PROBLEM SET
1. List every word or phrase that appears inside double quotation marks in the NAT firewall post below.
2. Pick up the NAT firewall post below after its final sentence and extend it.

SUPPLIED TEXT
Headscratcher of the week
jeff-kell at utc.edu
Fri May 31 22:39:52 UTC 2013
OK, here's a wild guess from left-field. Well, at least from left-field
where I made at least one game-saving catch :)
We had a similar case some years back, but it was a ramp-up in overall
traffic we were looking at. If you're looking at latency, it could be
related to traffic (do you have traffic graphs?).
One particular user that was accustomed to Windows and trying to get
started with Linux was "playing games" with our NAT firewall. Rather
than file a request with us for a static NAT and firewall openings for
their "new" Linux server, they discovered that as long as they generated
some internet traffic periodically, they could defeat the NAT
translation timeout, and essentially keep a static outside IP.
Problem was, they "crontab"ed a "ping" of an outside server to run once
a minute. Just a "ping x.x.x.x".
Windows as we know defaults to only ping 4 times then quit.
Linux does not :)
So you might look for some "recurring scheduled event" on the customer's
end that might be cumulative rather than simply recurring.

DATA SHOWN
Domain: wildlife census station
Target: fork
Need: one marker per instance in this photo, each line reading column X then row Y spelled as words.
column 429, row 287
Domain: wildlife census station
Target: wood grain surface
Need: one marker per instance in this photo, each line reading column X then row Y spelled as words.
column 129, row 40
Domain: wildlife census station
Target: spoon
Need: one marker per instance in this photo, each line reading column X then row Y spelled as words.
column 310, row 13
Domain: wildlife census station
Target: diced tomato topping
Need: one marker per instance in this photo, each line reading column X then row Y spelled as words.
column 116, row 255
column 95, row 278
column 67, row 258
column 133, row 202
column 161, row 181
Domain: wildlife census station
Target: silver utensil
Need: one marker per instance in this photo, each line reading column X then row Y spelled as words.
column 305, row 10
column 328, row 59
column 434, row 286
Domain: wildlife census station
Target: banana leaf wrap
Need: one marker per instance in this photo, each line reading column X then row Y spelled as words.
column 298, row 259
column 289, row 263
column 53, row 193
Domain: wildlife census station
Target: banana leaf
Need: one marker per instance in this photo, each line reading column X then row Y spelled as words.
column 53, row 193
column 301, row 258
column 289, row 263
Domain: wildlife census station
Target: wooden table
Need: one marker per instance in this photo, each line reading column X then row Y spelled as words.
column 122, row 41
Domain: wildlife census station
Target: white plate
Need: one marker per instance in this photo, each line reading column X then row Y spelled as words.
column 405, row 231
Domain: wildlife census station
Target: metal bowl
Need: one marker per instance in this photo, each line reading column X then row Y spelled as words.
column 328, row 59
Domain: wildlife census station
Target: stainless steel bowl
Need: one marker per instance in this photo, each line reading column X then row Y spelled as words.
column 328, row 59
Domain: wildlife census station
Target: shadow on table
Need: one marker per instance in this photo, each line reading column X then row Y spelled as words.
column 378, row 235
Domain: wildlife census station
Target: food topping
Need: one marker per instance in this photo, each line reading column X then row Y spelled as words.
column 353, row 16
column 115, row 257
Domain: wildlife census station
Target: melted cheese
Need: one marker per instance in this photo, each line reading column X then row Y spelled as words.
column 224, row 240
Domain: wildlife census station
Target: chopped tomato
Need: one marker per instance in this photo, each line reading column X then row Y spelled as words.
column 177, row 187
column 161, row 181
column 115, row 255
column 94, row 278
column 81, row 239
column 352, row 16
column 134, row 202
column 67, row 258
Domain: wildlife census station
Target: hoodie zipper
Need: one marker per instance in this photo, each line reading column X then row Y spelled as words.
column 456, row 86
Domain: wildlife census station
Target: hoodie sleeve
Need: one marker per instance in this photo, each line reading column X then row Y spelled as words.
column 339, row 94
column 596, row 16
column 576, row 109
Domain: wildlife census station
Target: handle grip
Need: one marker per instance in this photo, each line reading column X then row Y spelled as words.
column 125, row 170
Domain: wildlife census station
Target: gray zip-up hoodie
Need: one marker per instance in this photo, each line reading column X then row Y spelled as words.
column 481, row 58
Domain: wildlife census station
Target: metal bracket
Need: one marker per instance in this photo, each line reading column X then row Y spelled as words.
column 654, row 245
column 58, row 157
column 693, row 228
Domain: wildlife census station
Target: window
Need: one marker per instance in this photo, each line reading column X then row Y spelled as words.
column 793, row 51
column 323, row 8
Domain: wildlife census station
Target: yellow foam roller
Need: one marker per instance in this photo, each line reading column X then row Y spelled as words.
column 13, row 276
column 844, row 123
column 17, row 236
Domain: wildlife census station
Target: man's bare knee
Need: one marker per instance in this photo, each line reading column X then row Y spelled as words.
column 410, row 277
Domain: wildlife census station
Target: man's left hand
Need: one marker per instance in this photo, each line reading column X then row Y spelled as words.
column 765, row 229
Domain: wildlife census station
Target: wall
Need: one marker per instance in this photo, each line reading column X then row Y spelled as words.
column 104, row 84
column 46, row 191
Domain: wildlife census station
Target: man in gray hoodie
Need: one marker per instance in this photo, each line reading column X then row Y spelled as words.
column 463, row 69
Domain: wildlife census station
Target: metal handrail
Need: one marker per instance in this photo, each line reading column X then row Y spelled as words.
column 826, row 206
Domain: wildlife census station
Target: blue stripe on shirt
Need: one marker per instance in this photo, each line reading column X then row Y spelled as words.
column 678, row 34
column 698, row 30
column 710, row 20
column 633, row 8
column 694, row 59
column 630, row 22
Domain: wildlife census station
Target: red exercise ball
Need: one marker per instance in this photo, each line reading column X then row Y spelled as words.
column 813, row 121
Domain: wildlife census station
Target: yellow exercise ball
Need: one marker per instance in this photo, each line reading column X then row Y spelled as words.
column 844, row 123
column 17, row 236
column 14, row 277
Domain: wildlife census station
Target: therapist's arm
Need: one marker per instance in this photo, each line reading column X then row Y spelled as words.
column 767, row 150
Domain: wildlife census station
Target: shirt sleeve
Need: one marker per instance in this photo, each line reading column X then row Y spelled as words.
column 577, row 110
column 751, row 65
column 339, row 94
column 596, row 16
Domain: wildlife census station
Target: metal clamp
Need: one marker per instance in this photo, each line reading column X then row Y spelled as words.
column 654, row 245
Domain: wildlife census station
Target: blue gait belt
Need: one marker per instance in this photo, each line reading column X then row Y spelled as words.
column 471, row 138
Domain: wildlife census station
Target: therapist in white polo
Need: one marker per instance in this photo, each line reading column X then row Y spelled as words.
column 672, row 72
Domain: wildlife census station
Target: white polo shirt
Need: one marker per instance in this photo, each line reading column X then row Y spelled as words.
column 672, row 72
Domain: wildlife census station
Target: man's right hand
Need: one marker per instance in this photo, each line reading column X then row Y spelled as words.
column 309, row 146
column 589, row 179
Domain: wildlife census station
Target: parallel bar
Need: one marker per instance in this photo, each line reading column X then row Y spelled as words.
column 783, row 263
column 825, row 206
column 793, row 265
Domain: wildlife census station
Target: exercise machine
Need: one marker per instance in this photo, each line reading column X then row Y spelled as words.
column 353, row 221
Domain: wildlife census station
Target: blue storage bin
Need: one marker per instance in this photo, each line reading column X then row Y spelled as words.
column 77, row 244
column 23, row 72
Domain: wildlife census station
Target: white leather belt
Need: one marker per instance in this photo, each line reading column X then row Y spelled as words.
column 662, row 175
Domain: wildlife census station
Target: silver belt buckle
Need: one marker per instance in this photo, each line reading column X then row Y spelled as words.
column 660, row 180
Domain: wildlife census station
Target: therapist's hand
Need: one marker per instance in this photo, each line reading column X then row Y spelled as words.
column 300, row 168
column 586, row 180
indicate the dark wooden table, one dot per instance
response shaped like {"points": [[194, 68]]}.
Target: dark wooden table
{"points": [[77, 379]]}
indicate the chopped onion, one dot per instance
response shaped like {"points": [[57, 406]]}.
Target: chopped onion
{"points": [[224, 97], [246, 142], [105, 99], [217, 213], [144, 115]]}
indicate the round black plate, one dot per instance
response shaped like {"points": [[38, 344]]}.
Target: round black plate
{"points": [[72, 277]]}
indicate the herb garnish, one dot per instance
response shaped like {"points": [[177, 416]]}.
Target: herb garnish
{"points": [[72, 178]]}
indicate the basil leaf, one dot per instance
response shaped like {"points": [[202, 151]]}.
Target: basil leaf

ANSWER SET
1.
- "playing games"
- "new"
- "crontab"
- "ping"
- "ping x.x.x.x"
- "recurring scheduled event"

2.
On 5/31/2013 6:25 PM, Mike wrote:
> In the interest of sharing 'the weird stuff' which makes the job
> of being an operator ... uh, fun? is that the right word?..., I would
> like to present the following two smokeping latency/packetloss plots,
> which are by far the weirdest I have ever seen.
> These plots are from our smokeping host out to a customer
> location. The customer is connected via DSL and they run PPPoE over it
> to connect with our access concentrator. There is about 5 physical
> insfastructure hops between the host and customer; The switch, the
> BRAS, the Switch again, and then directly to the DSLAM and then
> customer on the end.
> The 10 day plot:
> The 30 hour plot:
> How can you possibly have consistent increase in latency like
> that? I'd love to hear theories (or offers of beer, your choice!).
> Happy friday all!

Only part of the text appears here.